## Written instruction
Copy out every item below word for word, without the pictures.

[Entries for bounding box labeling]

------------------------

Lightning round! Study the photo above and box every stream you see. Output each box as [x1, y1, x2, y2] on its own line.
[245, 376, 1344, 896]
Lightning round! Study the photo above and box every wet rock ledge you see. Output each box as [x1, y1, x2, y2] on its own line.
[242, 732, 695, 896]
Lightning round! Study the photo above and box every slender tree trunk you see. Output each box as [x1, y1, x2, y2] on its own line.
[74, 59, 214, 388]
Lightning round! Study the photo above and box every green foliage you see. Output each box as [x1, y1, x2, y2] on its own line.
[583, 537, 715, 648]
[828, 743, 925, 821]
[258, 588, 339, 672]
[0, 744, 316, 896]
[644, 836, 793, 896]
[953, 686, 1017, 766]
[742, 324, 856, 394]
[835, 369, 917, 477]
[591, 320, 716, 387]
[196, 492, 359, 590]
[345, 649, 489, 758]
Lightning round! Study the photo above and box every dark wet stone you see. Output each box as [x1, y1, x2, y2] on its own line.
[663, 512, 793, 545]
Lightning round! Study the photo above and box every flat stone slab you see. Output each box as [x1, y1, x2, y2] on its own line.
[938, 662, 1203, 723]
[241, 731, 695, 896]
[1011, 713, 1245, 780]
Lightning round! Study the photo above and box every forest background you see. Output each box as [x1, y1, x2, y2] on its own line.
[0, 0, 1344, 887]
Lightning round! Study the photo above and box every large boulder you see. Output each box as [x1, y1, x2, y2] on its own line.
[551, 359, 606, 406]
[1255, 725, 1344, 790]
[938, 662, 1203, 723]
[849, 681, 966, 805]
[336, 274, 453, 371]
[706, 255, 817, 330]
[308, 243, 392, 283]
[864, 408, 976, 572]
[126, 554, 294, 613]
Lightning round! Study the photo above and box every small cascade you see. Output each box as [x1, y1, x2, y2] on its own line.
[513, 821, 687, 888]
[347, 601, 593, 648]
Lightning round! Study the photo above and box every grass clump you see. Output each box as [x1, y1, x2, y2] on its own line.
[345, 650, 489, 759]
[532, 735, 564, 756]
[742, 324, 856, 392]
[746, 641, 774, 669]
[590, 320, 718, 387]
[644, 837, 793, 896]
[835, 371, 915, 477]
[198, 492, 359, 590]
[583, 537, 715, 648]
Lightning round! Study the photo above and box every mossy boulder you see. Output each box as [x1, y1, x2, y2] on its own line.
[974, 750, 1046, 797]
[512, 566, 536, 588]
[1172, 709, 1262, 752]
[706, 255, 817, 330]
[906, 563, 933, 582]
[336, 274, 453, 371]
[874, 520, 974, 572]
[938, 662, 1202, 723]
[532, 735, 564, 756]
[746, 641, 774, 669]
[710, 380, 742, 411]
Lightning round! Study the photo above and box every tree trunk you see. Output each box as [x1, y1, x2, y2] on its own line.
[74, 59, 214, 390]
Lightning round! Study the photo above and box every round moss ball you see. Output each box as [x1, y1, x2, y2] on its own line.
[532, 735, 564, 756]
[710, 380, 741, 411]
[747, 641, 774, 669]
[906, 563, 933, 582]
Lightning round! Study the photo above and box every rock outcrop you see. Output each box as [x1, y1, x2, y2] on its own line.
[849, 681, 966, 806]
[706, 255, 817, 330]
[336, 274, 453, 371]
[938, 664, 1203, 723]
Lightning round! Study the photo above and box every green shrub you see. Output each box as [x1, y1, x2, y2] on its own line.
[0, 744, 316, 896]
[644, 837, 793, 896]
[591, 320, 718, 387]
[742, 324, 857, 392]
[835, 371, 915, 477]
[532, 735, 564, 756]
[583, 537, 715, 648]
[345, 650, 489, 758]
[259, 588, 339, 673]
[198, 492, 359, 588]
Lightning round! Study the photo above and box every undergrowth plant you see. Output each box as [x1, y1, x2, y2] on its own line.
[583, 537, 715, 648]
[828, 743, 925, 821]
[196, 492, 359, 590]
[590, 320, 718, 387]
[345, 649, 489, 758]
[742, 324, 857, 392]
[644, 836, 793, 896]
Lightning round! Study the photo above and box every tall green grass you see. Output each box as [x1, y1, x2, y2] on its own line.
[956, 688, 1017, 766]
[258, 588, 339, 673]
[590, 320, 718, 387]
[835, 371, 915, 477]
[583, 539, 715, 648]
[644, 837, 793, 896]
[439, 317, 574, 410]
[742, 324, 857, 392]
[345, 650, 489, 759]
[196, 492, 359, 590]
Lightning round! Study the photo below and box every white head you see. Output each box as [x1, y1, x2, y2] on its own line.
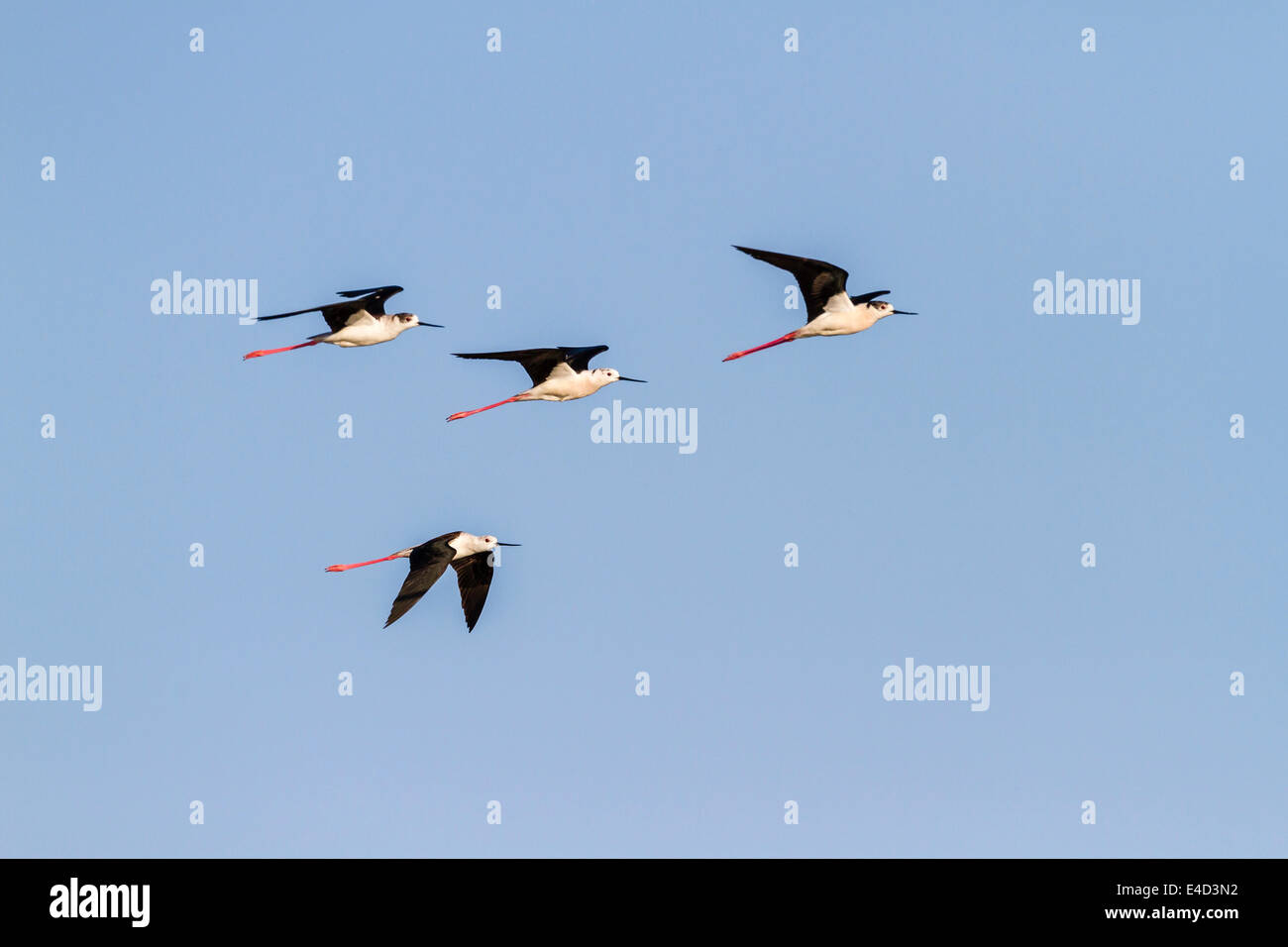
[868, 300, 917, 320]
[590, 368, 654, 388]
[389, 312, 442, 335]
[459, 532, 519, 554]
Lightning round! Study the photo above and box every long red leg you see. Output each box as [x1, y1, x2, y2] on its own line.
[242, 342, 318, 362]
[326, 553, 398, 573]
[720, 329, 800, 362]
[447, 394, 523, 421]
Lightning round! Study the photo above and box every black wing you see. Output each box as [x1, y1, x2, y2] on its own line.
[258, 286, 402, 333]
[452, 346, 608, 385]
[850, 290, 890, 305]
[385, 532, 460, 627]
[734, 245, 850, 322]
[452, 553, 492, 631]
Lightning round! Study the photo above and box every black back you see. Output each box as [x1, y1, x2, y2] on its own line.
[452, 553, 492, 631]
[385, 530, 458, 627]
[452, 346, 608, 386]
[734, 245, 850, 322]
[258, 286, 402, 333]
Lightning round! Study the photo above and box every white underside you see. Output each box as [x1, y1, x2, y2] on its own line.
[796, 295, 877, 339]
[520, 366, 610, 401]
[312, 312, 415, 349]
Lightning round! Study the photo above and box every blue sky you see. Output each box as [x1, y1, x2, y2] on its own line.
[0, 3, 1288, 857]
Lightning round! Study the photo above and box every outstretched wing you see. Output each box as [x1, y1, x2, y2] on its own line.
[452, 553, 492, 631]
[385, 532, 460, 627]
[734, 245, 850, 322]
[452, 346, 608, 385]
[257, 286, 402, 333]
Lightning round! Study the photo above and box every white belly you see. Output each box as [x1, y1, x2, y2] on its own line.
[799, 299, 877, 339]
[528, 372, 600, 401]
[318, 322, 394, 348]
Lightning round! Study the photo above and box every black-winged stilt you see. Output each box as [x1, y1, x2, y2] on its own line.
[447, 346, 643, 421]
[722, 245, 917, 362]
[326, 531, 519, 631]
[242, 286, 442, 360]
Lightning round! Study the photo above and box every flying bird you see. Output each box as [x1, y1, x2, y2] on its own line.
[722, 246, 917, 362]
[242, 286, 442, 361]
[447, 346, 644, 421]
[326, 531, 519, 631]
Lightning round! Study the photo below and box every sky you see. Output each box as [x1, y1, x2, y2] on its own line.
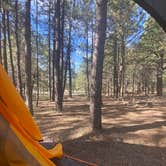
[27, 0, 149, 72]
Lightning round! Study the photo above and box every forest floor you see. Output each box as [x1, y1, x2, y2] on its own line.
[35, 96, 166, 166]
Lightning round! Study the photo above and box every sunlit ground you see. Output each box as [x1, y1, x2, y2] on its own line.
[35, 97, 166, 166]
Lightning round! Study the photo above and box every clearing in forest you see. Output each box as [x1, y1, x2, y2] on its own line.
[35, 96, 166, 166]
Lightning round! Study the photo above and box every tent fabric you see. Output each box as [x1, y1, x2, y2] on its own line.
[0, 65, 42, 141]
[0, 64, 95, 166]
[0, 65, 63, 166]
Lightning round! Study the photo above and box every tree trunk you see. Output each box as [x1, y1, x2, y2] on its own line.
[86, 22, 90, 98]
[113, 36, 118, 98]
[2, 9, 8, 72]
[54, 0, 63, 112]
[156, 54, 164, 96]
[36, 0, 39, 106]
[6, 6, 16, 86]
[121, 35, 125, 98]
[0, 1, 2, 64]
[25, 0, 33, 114]
[15, 0, 23, 97]
[48, 1, 52, 100]
[90, 0, 107, 131]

------------------------

## Final result
Lightning round! Study the photo above and box every stream you see. Output each box as [x1, y1, x2, y2] on its own line.
[245, 376, 1344, 896]
Lightning round! Study the photo above and box every wet rock ledge you see. Output each box as [x1, y1, x2, y2] on its own line.
[242, 732, 695, 896]
Lightning round! Study the photo above and box every slender tree trunk you see. Output each box as [x1, y1, x2, y2] on its own line.
[74, 59, 214, 388]
Lightning round! Study the photo above and box every green foliage you see. Output each box as [x1, y1, x2, y2] on its own line.
[583, 537, 715, 648]
[828, 743, 925, 821]
[258, 588, 339, 672]
[0, 744, 316, 896]
[644, 836, 793, 896]
[953, 686, 1017, 766]
[742, 324, 856, 394]
[835, 369, 917, 477]
[591, 320, 716, 387]
[196, 492, 359, 590]
[345, 649, 489, 758]
Lightning round! Study the photo above and box every dark wet stone you see. Output each box as [x1, y1, x2, y2] on its own line.
[663, 512, 793, 545]
Lightning round! Study the photo above and box every flat stone slab you see. Output each box as [x1, y1, x2, y2] on its own line.
[938, 662, 1203, 723]
[241, 731, 695, 896]
[1011, 713, 1245, 780]
Lightning round! Study the photo above and box every forest background you see. Output each box as [x1, y1, x2, y2] on its own line.
[0, 0, 1344, 887]
Lightning round! Study the photo above and box every large boulder you see. Output each box as [x1, y1, x2, y2] on its own line.
[551, 359, 606, 406]
[1255, 725, 1344, 790]
[938, 662, 1203, 723]
[849, 681, 966, 805]
[336, 274, 453, 371]
[706, 255, 817, 330]
[308, 243, 392, 283]
[864, 408, 976, 572]
[126, 554, 294, 613]
Lightning round! Study the photo above and box every small cascade you see. Output each box as [x1, y1, x2, y2] on its own line.
[513, 821, 687, 888]
[347, 601, 593, 648]
Lightning round! Study the photo above and box every grass clump you see. Output each box as [x1, y1, x2, y2] on its own line.
[345, 650, 489, 759]
[532, 735, 564, 756]
[742, 324, 856, 392]
[746, 641, 774, 669]
[590, 320, 718, 387]
[644, 837, 793, 896]
[835, 371, 915, 477]
[198, 492, 359, 590]
[583, 537, 715, 648]
Lightning round! Study the photo above and box every mossy boulder you see. Output each box as [x1, y1, x2, y2] on its own line.
[974, 750, 1046, 797]
[512, 566, 536, 588]
[1172, 709, 1262, 752]
[706, 255, 817, 330]
[906, 563, 933, 582]
[336, 274, 453, 371]
[874, 520, 974, 572]
[938, 662, 1202, 723]
[532, 735, 564, 756]
[746, 641, 774, 669]
[710, 380, 742, 411]
Lightning round! Study the photo above and box every tree trunk you see. Output each box as [x1, y1, x2, y2] on its own line.
[74, 59, 214, 390]
Lightning round! Study the photo above and box every round moss ball you see. Output each box as [x1, y1, x2, y2] on its own line.
[532, 735, 564, 756]
[710, 380, 741, 411]
[747, 641, 774, 669]
[906, 563, 933, 582]
Lightning round! Study the photo above and box every rock outcrop you see. Output each box as [x1, y1, x2, y2] on its own line.
[849, 681, 966, 806]
[706, 255, 817, 330]
[336, 274, 453, 371]
[938, 664, 1203, 723]
Lightning round! Study the photo above and box every green shrub you see. Output each box as [x1, y1, x2, y2] on its own line.
[0, 744, 316, 896]
[644, 837, 793, 896]
[591, 320, 718, 387]
[742, 324, 857, 392]
[835, 371, 915, 477]
[532, 735, 564, 756]
[583, 537, 715, 648]
[345, 650, 489, 758]
[259, 588, 339, 673]
[198, 492, 359, 588]
Lightning round! Study the photo above and box every undergrowth plant you see. Output each box as [x1, y1, x2, y2] on its own line.
[583, 537, 715, 648]
[828, 743, 925, 821]
[196, 492, 359, 590]
[590, 320, 718, 387]
[345, 649, 489, 758]
[742, 324, 857, 392]
[644, 836, 793, 896]
Lightning round! Study the photo above and box every tall green grass you see. Output each box as [x1, y1, x2, y2] on its own line.
[956, 688, 1017, 766]
[258, 588, 339, 673]
[590, 320, 718, 387]
[835, 371, 915, 477]
[583, 539, 715, 648]
[644, 837, 793, 896]
[439, 317, 574, 410]
[742, 324, 857, 392]
[345, 650, 489, 759]
[196, 492, 359, 590]
Lightning round! Study the photo below and box every white head you see. Output each box as [x1, y1, x2, y2] on its own line.
[868, 300, 917, 320]
[590, 368, 654, 388]
[389, 312, 442, 335]
[459, 532, 519, 554]
Lightning round! Study the photo above and box every long red leg you see. Output each box as [x1, y1, x2, y2] on its own line.
[242, 342, 318, 362]
[326, 553, 398, 573]
[720, 329, 800, 362]
[447, 394, 523, 421]
Lightning round! Study the photo above and box every black wing you see. Output each box as [x1, y1, x2, y2] on its own line.
[258, 286, 402, 333]
[452, 346, 608, 385]
[850, 290, 890, 305]
[385, 532, 460, 627]
[734, 245, 850, 322]
[452, 553, 492, 631]
Lightning round! Study the photo above and box every black back you see. Output each box as [x1, y1, x2, y2] on its own line.
[452, 553, 492, 631]
[385, 530, 458, 627]
[452, 346, 608, 386]
[734, 245, 850, 322]
[258, 286, 402, 333]
Lightning round! Study the photo above and box every white underside you see. Output each box as [x1, y1, x2, y2] on its own line.
[796, 295, 877, 339]
[520, 366, 610, 401]
[312, 312, 415, 349]
Lightning round! Study the photo above and box every blue sky you see. Output each box as [x1, y1, x2, y2] on its own line.
[0, 3, 1288, 857]
Lightning round! Study the photo above and box every outstretched wing you see. Output each box as [x1, y1, x2, y2] on its own line.
[452, 553, 492, 631]
[385, 532, 460, 627]
[734, 245, 850, 322]
[452, 346, 608, 385]
[257, 286, 402, 333]
Lightning round! Study the photo above and box every white belly you see. Output each box as [x1, y1, x2, y2] on its own line.
[799, 299, 877, 339]
[528, 372, 600, 401]
[318, 322, 394, 348]
Lightning round! Study the photo above and box every black-winged stilt you see. Output each box as [x1, y1, x2, y2] on its own line.
[447, 346, 643, 421]
[722, 245, 917, 362]
[326, 531, 519, 631]
[242, 286, 442, 360]
Lightning round! Study the photo above and box every flying bird you see. Output each box as [x1, y1, x2, y2] on its own line.
[722, 246, 917, 362]
[242, 286, 442, 361]
[447, 346, 644, 421]
[326, 531, 519, 631]
Lightning round! Study the photo below and box every sky you see. Output each box as [x1, y1, x2, y2] on its own line.
[27, 0, 149, 72]
Lightning round! Study the photo above and box every forest floor you see. Output each box as [x1, y1, x2, y2] on its own line.
[35, 96, 166, 166]
Lightning round! Study the photo above and box every sunlit ground you see. Output each box as [x1, y1, x2, y2] on its own line.
[35, 97, 166, 166]
Lightning round! Study the photo above and box every clearing in forest you see. Output each box as [x1, y1, x2, y2] on its own line.
[35, 96, 166, 166]
Lightning round! Study the photo above and box every tent fabric you see. Output each box as [x1, y1, x2, y2] on its own line.
[0, 65, 42, 141]
[0, 64, 95, 166]
[0, 65, 63, 166]
Lightning round! Study the photo above and box every tree trunk you see. Output each box as [x1, y1, x2, y2] on its own line.
[86, 22, 90, 98]
[113, 36, 118, 98]
[2, 9, 8, 72]
[54, 0, 63, 112]
[156, 54, 164, 96]
[36, 0, 39, 106]
[6, 6, 16, 86]
[121, 35, 125, 98]
[0, 1, 2, 64]
[25, 0, 33, 114]
[15, 0, 23, 97]
[48, 1, 52, 100]
[90, 0, 107, 131]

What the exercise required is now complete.